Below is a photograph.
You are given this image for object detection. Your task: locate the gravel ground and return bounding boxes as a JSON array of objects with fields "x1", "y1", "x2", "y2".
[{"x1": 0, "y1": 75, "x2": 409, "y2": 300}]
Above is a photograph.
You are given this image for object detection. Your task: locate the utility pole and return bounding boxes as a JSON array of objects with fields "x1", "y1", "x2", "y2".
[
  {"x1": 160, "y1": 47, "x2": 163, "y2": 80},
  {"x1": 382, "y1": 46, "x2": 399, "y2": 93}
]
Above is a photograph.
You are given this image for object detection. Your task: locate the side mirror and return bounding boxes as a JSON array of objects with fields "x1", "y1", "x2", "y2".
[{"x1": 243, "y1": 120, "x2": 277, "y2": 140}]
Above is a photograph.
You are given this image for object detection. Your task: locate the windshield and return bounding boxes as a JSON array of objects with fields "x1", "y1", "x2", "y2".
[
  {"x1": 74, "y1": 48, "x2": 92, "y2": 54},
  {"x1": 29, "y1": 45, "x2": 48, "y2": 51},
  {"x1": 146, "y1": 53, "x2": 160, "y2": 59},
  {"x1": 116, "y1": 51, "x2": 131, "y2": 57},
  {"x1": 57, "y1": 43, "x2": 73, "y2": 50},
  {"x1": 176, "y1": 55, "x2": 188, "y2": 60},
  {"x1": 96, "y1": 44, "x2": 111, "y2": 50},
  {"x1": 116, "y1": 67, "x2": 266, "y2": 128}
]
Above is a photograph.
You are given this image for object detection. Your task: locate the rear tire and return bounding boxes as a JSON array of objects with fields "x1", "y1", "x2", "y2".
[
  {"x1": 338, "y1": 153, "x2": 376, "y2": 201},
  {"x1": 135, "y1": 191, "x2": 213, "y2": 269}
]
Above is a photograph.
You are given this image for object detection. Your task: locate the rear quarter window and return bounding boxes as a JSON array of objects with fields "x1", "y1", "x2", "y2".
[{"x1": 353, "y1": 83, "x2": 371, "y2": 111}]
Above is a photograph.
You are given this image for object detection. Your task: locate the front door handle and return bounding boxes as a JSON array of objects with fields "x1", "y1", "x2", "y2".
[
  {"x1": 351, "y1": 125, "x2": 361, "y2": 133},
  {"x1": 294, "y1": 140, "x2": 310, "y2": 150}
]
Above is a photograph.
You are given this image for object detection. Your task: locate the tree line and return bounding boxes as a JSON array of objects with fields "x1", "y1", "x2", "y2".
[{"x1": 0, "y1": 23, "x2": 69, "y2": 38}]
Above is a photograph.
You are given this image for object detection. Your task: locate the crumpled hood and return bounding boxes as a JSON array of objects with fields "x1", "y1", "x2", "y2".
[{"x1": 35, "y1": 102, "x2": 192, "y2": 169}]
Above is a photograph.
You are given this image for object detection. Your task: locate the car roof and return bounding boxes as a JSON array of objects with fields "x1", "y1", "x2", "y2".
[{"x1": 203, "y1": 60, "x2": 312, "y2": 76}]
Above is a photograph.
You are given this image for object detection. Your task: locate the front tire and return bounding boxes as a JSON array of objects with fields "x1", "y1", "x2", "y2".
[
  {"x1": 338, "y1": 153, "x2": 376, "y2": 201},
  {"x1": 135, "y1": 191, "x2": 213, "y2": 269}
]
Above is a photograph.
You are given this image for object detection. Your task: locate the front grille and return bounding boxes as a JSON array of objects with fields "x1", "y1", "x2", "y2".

***

Each line of the data above is to be set down exactly.

Below is a photograph.
You are given this image for object detection. Your task: locate the gravel ground and return bounding boxes as a JSON array of objects with fields "x1", "y1", "x2", "y2".
[{"x1": 0, "y1": 75, "x2": 409, "y2": 300}]
Above is a photograph.
You are given this image for object detection. Your task: locate the utility pole and return bounding boxes as a JSON array of objects with fields "x1", "y1", "x2", "y2".
[
  {"x1": 160, "y1": 47, "x2": 163, "y2": 80},
  {"x1": 382, "y1": 46, "x2": 399, "y2": 93}
]
Above is a photograph.
You are given this image for object detection. Your task: locate the side mirror and return bounding boxes as a JSON array of objects with fields "x1", "y1", "x2", "y2".
[{"x1": 243, "y1": 120, "x2": 277, "y2": 140}]
Above is a photograph.
You are given this image for object detection. Your task: locate the windshield and return bounding boxes as a JSON array of objects with fields "x1", "y1", "x2", "y2".
[
  {"x1": 74, "y1": 48, "x2": 92, "y2": 54},
  {"x1": 29, "y1": 45, "x2": 48, "y2": 51},
  {"x1": 146, "y1": 53, "x2": 160, "y2": 59},
  {"x1": 116, "y1": 51, "x2": 131, "y2": 57},
  {"x1": 57, "y1": 43, "x2": 73, "y2": 50},
  {"x1": 176, "y1": 55, "x2": 188, "y2": 60},
  {"x1": 96, "y1": 44, "x2": 111, "y2": 50},
  {"x1": 116, "y1": 67, "x2": 266, "y2": 128}
]
Above is a photograph.
You are given this image for object detection. Your task: locate the rear tire and return bounding boxes as a JSON array of objects with fields "x1", "y1", "x2", "y2".
[
  {"x1": 338, "y1": 153, "x2": 376, "y2": 201},
  {"x1": 135, "y1": 191, "x2": 213, "y2": 269}
]
Above is a photograph.
You are given this image for object detection. Your task: locate the rear quarter window and return bounding boxes as a JSON array of objects with fields "x1", "y1", "x2", "y2".
[{"x1": 353, "y1": 83, "x2": 371, "y2": 111}]
Above is a photograph.
You are given this image for object detection. Your task: locate the front door handle and return bounding boxes as a JSON array of objects with fields "x1", "y1", "x2", "y2".
[
  {"x1": 351, "y1": 125, "x2": 361, "y2": 133},
  {"x1": 294, "y1": 140, "x2": 310, "y2": 150}
]
Above is a photograph.
You are given this image for object detection. Your task: locate the tree line and return bounding boxes as a JSON array of objects with fields "x1", "y1", "x2", "y2".
[{"x1": 0, "y1": 23, "x2": 69, "y2": 38}]
Above is a photograph.
You are given this image for object detection. Your task: locate the crumpled hood and return bounding boxes as a JSON array of objects with fields "x1", "y1", "x2", "y2".
[{"x1": 35, "y1": 102, "x2": 192, "y2": 169}]
Above is a photograph.
You are given this image for object detection. Your task: locate the car roof and return bounding boxes as a JSON array of objects with fields "x1", "y1", "x2", "y2".
[{"x1": 203, "y1": 60, "x2": 312, "y2": 76}]
Above is a photograph.
You are given this image for object detection. Your task: locate the front tire and return bounding boxes as a JSON array of objects with fields "x1", "y1", "x2", "y2".
[
  {"x1": 338, "y1": 153, "x2": 376, "y2": 201},
  {"x1": 135, "y1": 191, "x2": 213, "y2": 269}
]
Above is a photograph.
You are given this image for object detection. Your task: locate the front grille and return bounding boxes as a JSON array of objects with fields "x1", "y1", "x2", "y2".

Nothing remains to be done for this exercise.